ИСХОДНЫЙ ТЕКСТ>
◆ ◆ ◆ ◆ ◆

Но моя подружка   Танька не такой человек, чтобы прозябать  на мешках с мукой и париться у горячей плиты. Она быстро освоилась в новом городе и завела дружбу с мальчиком, студентом одного из техникумов. Славик был маленького роста, щупленький, но чистенький, ухоженный, и очень вежливый. Рядом с дородной Танькой он казался младшим братиком. Мало того, он так влюбился в Таньку, что захотел на ней жениться и пригласил нас, на седьмое ноября к себе домой, чтобы познакомить с родителями.

Мы с Танькой жили на съемной квартире, в чулане, куда углом выходила печка, занимавшая всю середину спальни, если можно  чулан спальней назвать. Вдоль двух свободных стен  наша хозяйка, Анна Михайловна, соорудила дощатые полати. Располагались они во всю длину стеночек буквой «Г», но всё равно были коротки. Получалось так, что, когда мы с Танькой ложились спать, то головами упирались в противоположные стены, а ноги наши «здоровались».  Мы, конечно,  поджимали их, чтобы во сне не запинать друг друга.

◆ ◆ ◆ ◆ ◆

ЗАДАНИЯ>
- a) Ответьте на вопросы по рассказу о Таньке:
(i) Где учился Славик?
(ii) На какой день Славик пригласил гостей к себе домой?
(iii) Как звали хозяйку съемной квартиры?
- b) Продолжите рассказ о Таньке, начав сразу после его последнего предложения.
Записи для работы с рассказом о Таньке не нужны.

СТРОКИ ДАННЫХ>
◆ ◆ ◆ ◆ ◆

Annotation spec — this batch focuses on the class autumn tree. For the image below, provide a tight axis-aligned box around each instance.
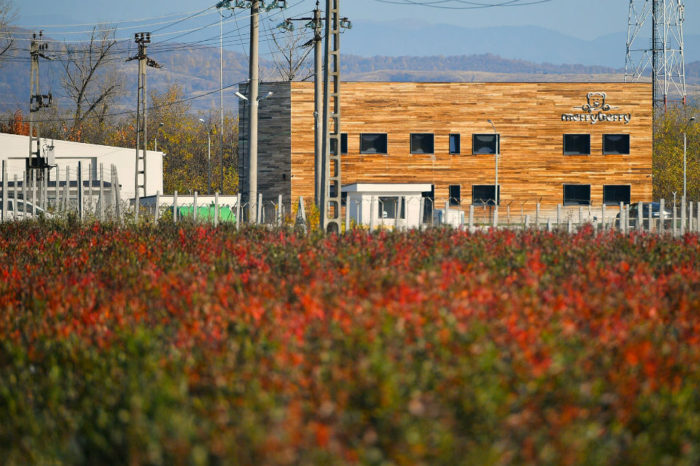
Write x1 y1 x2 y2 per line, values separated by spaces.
652 105 700 201
148 85 238 194
272 28 314 81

◆ ◆ ◆ ◆ ◆

ОТВЕТЫ К ЗАДАНИЯМ>
- a)
(i) В одном из техникумов.
(ii) На седьмое ноября.
(iii) Анна Михайловна.

- b)
В коридорчике напротив  лаза в наш закуток стоял маленький столик. На нём уложились наши тетрадки и учебники. В комнату хозяйки нам заходить  было не велено.  Но мы не привередничали, нас всё устраивало, тем более, что мы приходили чаще всего домой только спать.

И вот однажды, когда я  сидела дома, увлеченно читая учебник товароведения, в дом влетела Танька. На ходу, стряхивая снег с сапожек, она полушепотом, чтобы не разбудить хозяйку, зашептала мне в ухо:
- Ой, чё же делать? Ой!!
Не зря мы в группе называли её Танька – паника. Вот и тут она округленными глазами и прерывистым дыханием  давала понять, что произошло что-то из ряда вон.
-  Ирк, понимаешь, у Славика отец военный комиссар города. А мать нигде не работает. Понимаешь!?
-  Ну и что? – не понимала я причины Танькиной паники.
-  Что, что… Они передали нам приглашение на праздник. Домой к себе приглашают. А мы не умеем ножом и вилкой есть. Поняла!?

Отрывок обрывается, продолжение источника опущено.